▶ **TASK INPUT**:

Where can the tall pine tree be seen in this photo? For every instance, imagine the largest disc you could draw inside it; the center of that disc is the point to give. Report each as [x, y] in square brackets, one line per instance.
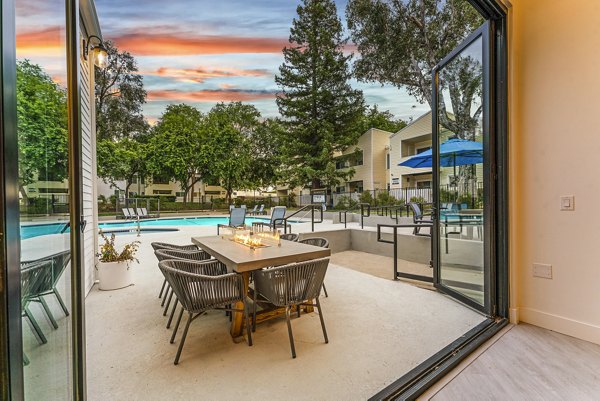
[320, 109]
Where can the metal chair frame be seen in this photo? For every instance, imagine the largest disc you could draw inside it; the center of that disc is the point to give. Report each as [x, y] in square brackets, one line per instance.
[289, 286]
[323, 243]
[199, 289]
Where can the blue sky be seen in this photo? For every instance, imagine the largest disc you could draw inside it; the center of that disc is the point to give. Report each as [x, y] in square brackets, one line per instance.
[200, 52]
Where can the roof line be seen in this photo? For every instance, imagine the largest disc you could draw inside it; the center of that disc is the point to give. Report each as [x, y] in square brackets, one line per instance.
[411, 124]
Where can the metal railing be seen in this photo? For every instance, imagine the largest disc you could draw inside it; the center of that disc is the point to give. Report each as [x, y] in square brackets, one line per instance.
[311, 207]
[135, 203]
[363, 207]
[394, 228]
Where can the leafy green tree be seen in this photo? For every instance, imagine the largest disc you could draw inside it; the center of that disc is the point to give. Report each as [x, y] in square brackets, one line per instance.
[122, 160]
[265, 147]
[41, 126]
[120, 96]
[179, 147]
[319, 108]
[231, 128]
[383, 120]
[401, 41]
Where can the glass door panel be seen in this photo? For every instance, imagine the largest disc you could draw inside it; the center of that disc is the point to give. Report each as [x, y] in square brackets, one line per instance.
[461, 167]
[44, 198]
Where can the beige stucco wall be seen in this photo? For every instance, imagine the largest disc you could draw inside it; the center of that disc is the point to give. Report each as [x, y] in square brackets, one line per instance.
[554, 147]
[372, 172]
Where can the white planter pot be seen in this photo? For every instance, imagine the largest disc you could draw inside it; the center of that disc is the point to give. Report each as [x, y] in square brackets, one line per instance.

▶ **SET PROBLEM**: Please copy the material above line for line, leaving out the picture.

▶ **TASK ANSWER**:
Where can the tall pine tree be seen in this photo? For every instance, imagine the largest disc you could draw inside it; the center of that disc is the point to give. Report each as [x, y] in square brackets, one line per instance.
[320, 109]
Where can the metal chair frame be seen in this photo? For every instance, imagine the largest disc you could draw inside it; the center of that disc is the point to give. Report each as [x, y] in square brackets, one line per instance.
[289, 286]
[323, 243]
[199, 289]
Where can the blue sky be seen in this photo? For every instance, imagine the largest disc you could draw inside it; the center of that disc is the point to give. Report each as [x, y] in square brackets, one line per instance.
[200, 52]
Where can the roof line be seen in this photo? For every instance, imagine the largest disc you could draw inside it; the center of that disc is the point to give. Report each as [x, y] in square brackets, one line per instance.
[411, 124]
Where can the metal railing be seen in this photo? For every instance, imagine the largest disc you could draw inside it; the center of that disc is the point to give. Report each as [x, y] in square brackets, one line per instance.
[311, 207]
[135, 203]
[363, 207]
[394, 228]
Where can the leafy green tree be seen in this photo? For every instance, imagine the largest disc you could draw inside it; the center of that disc is the point to give. Report each as [x, y] in square brackets, one line per instance.
[122, 160]
[265, 147]
[41, 126]
[120, 96]
[179, 147]
[319, 108]
[231, 128]
[383, 120]
[401, 41]
Where can the glass door panel be seen in this photo? For every instance, imagine the largest disc you could draw inside it; the center of that disc is the point to give. Report each as [x, y] in square brackets, one line per instance.
[461, 167]
[44, 198]
Where can the beige stucco wall be seen in this photo? For every instance, imagine the largest disc you could draw inside it; the center of that disc is the point to give. Report each as [x, y] in square brackets, one line per instance.
[554, 147]
[372, 172]
Where can the white planter pot be seen in this photo? For every instance, imagine the largest disc you could draw inside it; the center of that disc is the point to give. Report each as [x, y] in square brackets, one line per instance.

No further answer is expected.